=== Section Start ===

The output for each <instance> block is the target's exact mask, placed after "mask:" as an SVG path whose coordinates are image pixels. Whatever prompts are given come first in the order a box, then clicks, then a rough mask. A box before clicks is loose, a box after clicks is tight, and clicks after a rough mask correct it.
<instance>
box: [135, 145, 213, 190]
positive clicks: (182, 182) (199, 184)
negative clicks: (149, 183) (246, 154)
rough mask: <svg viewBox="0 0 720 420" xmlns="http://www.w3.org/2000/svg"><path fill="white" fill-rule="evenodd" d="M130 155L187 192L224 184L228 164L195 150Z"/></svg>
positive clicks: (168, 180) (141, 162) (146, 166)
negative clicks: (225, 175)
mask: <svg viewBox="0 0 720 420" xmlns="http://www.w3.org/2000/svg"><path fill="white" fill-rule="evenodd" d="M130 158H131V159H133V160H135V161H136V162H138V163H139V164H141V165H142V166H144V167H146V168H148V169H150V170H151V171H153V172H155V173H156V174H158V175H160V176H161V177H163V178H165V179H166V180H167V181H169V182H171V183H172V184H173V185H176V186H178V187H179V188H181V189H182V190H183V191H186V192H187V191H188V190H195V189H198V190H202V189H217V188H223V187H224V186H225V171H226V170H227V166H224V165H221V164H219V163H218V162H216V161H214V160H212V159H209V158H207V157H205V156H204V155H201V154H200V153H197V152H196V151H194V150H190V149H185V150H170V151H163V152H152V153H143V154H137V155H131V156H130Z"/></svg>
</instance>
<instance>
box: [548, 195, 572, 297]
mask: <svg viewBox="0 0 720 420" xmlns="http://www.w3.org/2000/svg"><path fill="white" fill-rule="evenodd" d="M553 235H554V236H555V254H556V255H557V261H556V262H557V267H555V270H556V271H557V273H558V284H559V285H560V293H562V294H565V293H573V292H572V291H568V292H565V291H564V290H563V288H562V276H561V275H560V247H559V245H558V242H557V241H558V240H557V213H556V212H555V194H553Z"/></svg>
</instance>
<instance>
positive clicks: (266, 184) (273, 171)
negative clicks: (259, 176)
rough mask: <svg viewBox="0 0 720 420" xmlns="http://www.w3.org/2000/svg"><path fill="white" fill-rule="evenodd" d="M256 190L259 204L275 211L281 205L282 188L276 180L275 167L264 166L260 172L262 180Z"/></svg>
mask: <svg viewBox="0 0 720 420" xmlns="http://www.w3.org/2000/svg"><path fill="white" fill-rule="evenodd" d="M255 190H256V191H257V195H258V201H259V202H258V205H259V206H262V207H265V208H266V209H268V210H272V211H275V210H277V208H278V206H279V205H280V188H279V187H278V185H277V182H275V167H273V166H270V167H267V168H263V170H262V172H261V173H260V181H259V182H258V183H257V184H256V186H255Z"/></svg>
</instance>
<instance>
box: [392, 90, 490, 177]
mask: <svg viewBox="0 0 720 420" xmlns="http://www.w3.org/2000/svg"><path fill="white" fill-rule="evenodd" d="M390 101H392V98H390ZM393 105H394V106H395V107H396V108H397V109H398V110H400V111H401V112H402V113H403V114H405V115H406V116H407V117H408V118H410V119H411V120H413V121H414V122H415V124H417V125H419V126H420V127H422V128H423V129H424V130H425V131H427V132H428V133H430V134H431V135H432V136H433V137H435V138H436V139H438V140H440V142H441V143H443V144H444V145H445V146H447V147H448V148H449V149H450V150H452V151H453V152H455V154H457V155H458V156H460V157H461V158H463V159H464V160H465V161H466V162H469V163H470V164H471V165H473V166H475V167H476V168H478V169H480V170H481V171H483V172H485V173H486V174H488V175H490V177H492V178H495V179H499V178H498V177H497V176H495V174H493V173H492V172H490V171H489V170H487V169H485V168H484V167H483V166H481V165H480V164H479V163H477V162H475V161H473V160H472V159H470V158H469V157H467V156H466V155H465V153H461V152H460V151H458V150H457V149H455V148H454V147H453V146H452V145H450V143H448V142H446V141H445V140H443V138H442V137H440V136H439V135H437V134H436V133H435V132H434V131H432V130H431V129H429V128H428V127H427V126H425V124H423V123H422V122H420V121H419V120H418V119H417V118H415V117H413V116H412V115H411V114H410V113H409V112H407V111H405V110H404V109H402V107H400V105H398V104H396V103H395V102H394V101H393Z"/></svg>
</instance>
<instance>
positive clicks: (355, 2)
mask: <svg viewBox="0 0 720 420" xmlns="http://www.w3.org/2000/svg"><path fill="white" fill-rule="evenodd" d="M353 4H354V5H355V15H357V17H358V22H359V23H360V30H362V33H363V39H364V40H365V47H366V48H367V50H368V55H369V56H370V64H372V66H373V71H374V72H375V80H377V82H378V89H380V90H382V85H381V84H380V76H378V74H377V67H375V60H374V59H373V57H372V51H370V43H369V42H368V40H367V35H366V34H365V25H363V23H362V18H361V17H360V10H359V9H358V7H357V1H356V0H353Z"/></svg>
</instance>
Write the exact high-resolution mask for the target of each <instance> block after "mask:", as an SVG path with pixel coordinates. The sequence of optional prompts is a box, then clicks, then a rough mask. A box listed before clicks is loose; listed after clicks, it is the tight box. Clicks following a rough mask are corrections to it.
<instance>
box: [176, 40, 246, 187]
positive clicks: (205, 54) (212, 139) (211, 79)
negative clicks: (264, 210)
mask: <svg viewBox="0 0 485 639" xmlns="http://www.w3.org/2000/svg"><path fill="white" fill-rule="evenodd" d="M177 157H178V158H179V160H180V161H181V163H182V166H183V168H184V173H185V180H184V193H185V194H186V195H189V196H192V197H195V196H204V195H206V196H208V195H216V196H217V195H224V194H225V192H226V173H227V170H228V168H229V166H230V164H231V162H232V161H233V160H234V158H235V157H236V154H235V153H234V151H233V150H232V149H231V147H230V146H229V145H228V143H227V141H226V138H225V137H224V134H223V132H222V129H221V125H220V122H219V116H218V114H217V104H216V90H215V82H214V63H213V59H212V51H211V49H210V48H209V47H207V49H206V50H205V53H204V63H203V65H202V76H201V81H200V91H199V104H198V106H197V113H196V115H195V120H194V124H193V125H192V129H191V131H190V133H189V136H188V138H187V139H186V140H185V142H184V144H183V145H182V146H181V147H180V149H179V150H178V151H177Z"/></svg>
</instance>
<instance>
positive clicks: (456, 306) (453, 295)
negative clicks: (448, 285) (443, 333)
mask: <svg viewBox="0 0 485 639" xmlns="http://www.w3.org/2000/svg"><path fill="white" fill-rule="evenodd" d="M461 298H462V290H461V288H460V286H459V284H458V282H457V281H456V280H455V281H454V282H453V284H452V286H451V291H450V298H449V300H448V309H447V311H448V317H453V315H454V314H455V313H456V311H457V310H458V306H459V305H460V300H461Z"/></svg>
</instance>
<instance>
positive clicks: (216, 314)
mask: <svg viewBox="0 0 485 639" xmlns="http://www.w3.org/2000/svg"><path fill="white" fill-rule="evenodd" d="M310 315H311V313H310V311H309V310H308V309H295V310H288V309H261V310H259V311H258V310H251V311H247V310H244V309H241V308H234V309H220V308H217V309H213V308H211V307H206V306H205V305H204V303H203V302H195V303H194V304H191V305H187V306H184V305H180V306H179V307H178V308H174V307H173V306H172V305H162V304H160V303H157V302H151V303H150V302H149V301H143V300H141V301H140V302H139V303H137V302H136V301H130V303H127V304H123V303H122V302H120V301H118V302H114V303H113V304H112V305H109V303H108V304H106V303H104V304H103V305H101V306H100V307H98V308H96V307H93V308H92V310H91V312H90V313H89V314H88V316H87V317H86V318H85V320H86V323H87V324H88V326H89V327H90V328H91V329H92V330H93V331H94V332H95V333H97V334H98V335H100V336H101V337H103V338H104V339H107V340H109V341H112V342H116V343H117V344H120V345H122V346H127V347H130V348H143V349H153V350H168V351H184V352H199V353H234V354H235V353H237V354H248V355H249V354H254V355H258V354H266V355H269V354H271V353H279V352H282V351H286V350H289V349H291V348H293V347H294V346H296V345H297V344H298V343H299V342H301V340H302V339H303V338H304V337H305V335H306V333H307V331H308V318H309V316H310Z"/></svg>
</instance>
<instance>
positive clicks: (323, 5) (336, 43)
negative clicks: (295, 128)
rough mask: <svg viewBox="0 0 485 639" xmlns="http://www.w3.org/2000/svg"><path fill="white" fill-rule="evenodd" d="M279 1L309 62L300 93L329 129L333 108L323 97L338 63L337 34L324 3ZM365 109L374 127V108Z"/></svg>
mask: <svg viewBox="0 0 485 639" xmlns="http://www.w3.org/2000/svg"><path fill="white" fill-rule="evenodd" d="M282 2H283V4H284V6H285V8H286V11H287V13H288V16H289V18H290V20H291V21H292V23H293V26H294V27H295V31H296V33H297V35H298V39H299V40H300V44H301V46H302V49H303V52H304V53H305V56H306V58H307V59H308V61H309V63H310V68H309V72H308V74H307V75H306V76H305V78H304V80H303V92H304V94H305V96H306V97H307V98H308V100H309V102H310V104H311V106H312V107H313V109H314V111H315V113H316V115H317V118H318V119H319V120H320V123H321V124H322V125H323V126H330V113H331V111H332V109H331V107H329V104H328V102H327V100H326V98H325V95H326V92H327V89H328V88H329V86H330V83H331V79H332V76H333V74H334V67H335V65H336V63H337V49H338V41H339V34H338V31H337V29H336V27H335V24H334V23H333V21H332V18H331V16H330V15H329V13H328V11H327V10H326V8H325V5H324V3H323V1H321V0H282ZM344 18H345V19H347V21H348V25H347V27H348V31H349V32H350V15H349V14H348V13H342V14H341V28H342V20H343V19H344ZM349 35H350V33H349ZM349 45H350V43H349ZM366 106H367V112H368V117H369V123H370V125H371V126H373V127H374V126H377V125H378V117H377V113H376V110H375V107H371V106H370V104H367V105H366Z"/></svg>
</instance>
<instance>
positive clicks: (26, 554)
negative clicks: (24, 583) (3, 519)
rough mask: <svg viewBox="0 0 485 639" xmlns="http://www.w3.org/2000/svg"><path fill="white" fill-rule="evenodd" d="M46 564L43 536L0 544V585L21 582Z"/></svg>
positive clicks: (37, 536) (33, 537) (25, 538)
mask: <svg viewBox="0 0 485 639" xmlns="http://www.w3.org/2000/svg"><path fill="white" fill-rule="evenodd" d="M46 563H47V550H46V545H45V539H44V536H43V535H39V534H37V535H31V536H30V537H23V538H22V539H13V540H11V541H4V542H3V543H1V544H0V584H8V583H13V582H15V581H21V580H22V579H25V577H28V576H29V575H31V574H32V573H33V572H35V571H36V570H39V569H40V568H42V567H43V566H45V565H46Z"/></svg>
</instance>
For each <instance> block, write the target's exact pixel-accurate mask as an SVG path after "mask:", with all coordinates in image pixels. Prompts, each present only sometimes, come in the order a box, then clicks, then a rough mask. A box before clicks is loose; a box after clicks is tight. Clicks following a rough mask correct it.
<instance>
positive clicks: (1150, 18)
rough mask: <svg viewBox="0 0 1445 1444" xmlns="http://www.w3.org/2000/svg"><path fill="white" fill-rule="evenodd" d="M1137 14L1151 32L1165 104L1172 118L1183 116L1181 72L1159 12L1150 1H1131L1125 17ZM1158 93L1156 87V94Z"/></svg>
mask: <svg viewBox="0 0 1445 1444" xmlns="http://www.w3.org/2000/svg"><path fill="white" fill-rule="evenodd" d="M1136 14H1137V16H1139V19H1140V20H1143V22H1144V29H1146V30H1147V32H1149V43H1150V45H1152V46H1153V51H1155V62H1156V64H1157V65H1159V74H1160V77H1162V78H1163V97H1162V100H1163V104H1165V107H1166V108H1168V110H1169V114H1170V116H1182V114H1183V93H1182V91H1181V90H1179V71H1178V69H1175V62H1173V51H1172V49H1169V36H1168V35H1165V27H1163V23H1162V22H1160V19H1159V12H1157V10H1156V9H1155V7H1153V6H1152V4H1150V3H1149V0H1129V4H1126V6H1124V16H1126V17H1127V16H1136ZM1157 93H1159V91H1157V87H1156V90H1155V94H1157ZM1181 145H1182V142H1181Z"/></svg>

=== Section End ===

> _TASK BRIEF_
The answer should consist of every line above in which "image" appears.

> _TASK SOLUTION_
The output for each <instance> block is the target's exact mask, placed after "mask:" as an SVG path whose coordinates are image pixels. Whatever prompts are given come first in the order a box, then clicks, then a rough mask. A box before clicks is loose, a box after clicks is tight, and clicks after a rough mask correct it.
For each <instance> block, write the target's exact pixel-accurate mask as an SVG path after "mask:", with all coordinates in image pixels. Prompts, each present only sometimes, come in the order a box, then clicks, then a rough mask. A box before clicks is loose; a box after clicks is tight. Clicks following a rough mask correct it.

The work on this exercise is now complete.